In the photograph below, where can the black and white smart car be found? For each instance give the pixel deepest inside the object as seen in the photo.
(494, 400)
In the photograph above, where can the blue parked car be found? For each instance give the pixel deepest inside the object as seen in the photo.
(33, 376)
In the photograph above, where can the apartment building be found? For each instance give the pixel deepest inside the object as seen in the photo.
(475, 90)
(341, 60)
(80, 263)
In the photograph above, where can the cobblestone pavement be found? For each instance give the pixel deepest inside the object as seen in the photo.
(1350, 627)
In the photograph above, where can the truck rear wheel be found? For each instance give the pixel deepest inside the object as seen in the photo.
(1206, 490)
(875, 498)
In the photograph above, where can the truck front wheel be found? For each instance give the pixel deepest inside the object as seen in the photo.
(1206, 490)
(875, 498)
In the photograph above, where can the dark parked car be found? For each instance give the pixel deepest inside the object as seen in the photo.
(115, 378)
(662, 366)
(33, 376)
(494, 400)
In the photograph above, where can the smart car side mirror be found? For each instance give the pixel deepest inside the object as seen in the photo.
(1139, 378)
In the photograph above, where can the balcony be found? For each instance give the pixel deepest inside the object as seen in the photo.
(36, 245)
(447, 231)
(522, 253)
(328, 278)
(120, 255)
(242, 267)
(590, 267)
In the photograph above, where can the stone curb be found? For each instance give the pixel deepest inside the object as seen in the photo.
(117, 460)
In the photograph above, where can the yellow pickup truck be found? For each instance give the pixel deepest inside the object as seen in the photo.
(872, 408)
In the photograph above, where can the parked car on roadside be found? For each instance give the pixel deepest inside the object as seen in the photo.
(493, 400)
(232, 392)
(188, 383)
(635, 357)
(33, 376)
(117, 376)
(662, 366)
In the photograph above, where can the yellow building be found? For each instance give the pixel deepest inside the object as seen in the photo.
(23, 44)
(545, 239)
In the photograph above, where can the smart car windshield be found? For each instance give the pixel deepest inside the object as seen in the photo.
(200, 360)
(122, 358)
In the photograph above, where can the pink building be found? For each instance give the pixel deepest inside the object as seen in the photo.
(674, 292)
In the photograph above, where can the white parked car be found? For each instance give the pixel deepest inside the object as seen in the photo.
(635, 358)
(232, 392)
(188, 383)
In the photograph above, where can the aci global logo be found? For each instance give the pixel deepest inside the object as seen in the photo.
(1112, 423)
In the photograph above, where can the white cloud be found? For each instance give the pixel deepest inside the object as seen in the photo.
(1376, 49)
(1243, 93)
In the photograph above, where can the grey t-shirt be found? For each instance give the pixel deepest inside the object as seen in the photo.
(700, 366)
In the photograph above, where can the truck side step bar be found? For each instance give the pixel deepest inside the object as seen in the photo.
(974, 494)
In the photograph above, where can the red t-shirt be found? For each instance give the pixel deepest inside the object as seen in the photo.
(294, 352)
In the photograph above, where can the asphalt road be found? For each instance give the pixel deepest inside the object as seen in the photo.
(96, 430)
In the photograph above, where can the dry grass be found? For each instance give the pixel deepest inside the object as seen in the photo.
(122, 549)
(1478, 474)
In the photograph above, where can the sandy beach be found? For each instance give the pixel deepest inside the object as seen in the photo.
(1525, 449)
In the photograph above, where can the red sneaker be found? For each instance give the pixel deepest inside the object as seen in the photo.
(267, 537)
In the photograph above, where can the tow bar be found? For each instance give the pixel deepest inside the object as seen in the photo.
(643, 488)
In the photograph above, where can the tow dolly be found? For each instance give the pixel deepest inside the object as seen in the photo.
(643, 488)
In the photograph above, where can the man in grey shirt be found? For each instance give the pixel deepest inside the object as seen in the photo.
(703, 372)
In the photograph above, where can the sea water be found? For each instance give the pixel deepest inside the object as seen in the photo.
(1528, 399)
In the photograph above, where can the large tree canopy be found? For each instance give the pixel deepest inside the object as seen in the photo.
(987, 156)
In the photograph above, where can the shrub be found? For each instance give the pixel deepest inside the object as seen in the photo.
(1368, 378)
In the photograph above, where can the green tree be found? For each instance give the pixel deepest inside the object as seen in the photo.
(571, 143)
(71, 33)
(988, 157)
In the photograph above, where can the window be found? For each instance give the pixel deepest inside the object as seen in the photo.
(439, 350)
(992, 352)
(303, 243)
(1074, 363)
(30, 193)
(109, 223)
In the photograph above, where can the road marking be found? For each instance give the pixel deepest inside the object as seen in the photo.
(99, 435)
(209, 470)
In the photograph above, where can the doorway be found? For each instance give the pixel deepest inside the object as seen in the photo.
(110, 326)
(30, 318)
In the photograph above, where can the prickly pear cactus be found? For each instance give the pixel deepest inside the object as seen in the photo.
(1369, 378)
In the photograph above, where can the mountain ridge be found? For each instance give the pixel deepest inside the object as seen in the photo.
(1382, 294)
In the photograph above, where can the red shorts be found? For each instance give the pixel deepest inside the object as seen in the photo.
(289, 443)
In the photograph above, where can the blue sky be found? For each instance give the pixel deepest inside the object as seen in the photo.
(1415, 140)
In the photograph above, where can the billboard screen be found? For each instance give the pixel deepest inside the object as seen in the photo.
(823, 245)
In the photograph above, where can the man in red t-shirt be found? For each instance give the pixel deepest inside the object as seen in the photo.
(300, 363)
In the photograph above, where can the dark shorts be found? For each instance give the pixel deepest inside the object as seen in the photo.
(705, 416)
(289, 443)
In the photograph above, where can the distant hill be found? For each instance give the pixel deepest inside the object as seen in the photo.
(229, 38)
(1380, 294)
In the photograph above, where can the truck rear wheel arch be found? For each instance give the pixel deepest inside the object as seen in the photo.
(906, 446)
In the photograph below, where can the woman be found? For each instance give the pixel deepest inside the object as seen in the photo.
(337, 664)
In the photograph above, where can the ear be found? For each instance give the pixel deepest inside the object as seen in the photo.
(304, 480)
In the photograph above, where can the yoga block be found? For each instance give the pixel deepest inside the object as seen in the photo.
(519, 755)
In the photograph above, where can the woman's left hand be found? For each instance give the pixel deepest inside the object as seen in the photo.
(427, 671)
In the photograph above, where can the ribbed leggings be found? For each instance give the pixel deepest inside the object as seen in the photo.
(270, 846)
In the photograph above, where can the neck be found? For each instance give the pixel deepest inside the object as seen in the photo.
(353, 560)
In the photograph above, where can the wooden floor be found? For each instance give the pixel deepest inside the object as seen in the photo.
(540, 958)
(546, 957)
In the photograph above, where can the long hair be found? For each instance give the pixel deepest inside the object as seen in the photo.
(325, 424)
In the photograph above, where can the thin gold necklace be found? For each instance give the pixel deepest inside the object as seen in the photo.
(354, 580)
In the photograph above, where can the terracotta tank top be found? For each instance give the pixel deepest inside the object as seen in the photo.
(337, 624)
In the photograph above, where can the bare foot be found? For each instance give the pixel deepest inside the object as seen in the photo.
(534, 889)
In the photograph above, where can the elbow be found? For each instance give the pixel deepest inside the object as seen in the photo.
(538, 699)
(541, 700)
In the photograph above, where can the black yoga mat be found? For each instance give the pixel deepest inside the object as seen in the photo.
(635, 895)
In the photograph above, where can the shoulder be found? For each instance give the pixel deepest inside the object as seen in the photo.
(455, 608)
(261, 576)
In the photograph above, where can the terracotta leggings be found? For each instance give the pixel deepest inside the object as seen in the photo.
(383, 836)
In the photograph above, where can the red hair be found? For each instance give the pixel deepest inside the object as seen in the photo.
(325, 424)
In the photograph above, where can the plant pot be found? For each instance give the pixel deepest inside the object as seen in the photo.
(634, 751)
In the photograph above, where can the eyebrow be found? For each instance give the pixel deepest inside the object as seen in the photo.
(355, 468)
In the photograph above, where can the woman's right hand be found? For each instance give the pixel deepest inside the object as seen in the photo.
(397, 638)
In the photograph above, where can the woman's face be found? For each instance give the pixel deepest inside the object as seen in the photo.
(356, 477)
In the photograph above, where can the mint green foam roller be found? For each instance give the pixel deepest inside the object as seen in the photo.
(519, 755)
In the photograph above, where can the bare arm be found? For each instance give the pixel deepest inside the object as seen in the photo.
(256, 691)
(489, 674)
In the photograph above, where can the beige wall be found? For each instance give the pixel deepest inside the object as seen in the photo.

*-*-*

TASK TO COMPLETE. Set down exactly the lines of the listing above, from the line holding "In the photograph above, where can the mint" through its last line, with nothing added.

TASK RESULT.
In the photograph above, where can the mint green foam roller be found? For each instance give the pixel deepest inside the object as seen in the photo.
(519, 755)
In the photograph above, where can the bare arm be found? For each instance give the pixel deepest inside the object as seen in the photo.
(256, 691)
(489, 674)
In the photograph above, where can the beige wall be found? For each instance give the pixel deepest inside the object as seen in the photo.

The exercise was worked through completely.